Below are the entries; give again exactly the lines from the one mentioning "Target: white window frame" through the one mentioning "each like [151,863].", inclusive.

[Saved entries]
○ ○ ○

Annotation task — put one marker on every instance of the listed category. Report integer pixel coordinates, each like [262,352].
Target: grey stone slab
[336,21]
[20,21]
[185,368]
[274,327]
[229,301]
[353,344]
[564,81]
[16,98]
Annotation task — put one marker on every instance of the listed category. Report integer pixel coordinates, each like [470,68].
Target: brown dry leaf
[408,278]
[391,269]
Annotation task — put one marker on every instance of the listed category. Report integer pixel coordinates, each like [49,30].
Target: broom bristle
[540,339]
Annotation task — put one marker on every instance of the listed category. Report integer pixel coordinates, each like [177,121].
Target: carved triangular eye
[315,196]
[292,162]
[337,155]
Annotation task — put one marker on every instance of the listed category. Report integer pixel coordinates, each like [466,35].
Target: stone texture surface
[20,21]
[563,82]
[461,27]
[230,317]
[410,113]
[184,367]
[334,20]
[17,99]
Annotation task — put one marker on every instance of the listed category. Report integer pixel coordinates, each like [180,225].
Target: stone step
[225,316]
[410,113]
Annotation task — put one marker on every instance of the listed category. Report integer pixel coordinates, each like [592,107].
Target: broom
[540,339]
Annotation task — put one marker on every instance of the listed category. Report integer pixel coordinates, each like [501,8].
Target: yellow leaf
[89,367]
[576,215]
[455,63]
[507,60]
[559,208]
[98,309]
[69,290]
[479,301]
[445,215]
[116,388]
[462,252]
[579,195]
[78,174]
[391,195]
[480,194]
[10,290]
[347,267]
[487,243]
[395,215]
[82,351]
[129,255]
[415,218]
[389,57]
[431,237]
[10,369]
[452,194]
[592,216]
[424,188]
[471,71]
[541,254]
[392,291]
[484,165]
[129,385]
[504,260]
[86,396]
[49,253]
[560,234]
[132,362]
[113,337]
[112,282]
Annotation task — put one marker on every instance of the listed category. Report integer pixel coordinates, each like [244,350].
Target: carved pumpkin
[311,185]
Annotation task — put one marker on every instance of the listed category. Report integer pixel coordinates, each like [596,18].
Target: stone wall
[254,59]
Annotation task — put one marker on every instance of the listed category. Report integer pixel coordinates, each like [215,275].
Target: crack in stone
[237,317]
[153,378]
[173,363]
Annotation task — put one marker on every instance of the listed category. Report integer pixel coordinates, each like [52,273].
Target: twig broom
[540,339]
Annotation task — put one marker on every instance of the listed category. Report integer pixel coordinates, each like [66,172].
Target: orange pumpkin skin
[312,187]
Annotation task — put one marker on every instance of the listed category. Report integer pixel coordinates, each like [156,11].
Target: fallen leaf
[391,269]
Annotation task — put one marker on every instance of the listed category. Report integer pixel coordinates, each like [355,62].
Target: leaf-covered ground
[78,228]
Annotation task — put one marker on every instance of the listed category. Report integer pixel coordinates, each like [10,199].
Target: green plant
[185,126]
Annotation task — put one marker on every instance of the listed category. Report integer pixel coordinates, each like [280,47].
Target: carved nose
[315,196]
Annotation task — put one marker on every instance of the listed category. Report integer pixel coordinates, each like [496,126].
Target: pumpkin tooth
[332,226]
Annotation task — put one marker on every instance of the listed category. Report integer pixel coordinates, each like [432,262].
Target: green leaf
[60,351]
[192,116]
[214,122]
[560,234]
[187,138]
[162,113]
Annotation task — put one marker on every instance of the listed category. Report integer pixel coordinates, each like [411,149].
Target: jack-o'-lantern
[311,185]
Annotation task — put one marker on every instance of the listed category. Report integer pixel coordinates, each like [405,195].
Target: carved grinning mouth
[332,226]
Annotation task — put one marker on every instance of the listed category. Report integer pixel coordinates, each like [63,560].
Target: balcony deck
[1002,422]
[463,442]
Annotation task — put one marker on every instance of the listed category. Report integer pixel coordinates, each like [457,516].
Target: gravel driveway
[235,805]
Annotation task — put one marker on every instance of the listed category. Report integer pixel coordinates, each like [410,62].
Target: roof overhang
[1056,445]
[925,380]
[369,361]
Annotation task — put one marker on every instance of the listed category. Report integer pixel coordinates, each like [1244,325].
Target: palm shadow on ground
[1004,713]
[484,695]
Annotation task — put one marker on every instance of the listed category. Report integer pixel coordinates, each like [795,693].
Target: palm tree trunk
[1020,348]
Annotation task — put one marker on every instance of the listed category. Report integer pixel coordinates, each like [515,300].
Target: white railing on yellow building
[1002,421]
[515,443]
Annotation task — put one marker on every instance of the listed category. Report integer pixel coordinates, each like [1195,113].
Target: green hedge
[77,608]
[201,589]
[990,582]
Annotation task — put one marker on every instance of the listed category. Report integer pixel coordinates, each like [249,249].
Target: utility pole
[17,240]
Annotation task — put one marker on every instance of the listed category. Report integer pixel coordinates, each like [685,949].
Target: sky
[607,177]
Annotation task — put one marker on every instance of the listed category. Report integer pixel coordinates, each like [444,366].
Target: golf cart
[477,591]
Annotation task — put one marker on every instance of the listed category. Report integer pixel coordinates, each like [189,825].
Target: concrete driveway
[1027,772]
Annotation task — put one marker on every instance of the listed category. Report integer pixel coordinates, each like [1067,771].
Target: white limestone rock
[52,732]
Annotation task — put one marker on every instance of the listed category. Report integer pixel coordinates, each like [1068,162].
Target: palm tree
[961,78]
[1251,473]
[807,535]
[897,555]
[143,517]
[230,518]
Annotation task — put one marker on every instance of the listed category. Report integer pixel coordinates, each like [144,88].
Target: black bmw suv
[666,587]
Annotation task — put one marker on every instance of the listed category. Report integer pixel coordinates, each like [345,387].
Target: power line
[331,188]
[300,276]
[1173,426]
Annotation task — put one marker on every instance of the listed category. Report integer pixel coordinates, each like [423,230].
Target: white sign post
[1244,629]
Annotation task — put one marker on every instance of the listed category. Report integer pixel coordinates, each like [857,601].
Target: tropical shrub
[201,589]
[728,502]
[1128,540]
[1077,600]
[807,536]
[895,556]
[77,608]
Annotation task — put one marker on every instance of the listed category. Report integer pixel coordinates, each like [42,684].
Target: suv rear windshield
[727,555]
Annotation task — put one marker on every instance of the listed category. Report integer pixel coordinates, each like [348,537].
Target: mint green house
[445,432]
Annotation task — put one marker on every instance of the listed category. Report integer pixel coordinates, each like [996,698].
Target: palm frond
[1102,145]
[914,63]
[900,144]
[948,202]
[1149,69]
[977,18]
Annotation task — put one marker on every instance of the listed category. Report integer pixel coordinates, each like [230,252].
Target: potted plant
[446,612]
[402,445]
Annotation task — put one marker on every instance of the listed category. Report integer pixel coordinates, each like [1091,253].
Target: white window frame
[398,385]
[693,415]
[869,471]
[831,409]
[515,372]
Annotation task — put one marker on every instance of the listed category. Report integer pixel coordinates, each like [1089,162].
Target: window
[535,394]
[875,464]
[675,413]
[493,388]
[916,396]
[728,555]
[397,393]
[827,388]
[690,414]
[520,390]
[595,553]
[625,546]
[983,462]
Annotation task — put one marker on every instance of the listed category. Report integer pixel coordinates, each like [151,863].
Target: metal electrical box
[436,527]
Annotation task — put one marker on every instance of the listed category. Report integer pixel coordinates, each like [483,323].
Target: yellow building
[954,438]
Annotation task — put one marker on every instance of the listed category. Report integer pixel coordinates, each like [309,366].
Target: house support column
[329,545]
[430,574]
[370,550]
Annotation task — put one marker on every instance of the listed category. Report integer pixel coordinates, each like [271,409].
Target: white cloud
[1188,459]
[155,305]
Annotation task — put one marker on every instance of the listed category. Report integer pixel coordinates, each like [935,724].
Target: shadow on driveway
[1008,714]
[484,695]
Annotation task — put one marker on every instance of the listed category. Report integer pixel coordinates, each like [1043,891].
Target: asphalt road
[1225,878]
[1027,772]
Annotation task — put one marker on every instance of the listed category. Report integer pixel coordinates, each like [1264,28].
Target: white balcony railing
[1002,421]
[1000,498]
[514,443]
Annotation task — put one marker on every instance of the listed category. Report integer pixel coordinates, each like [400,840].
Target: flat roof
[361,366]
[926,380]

○ ○ ○

◆ Response ◆
Target: white window frame
[398,385]
[693,415]
[869,471]
[831,409]
[515,372]
Annotation task — put one marker on every instance of the listed category. Report integer pixel coordinates, each like [1089,162].
Target: window
[535,394]
[875,464]
[675,413]
[493,388]
[916,396]
[728,555]
[397,393]
[827,388]
[690,414]
[520,390]
[595,553]
[625,546]
[983,462]
Annotation task — put one marker on every instance of the listed category. Report integer pixel coordinates, each like [151,863].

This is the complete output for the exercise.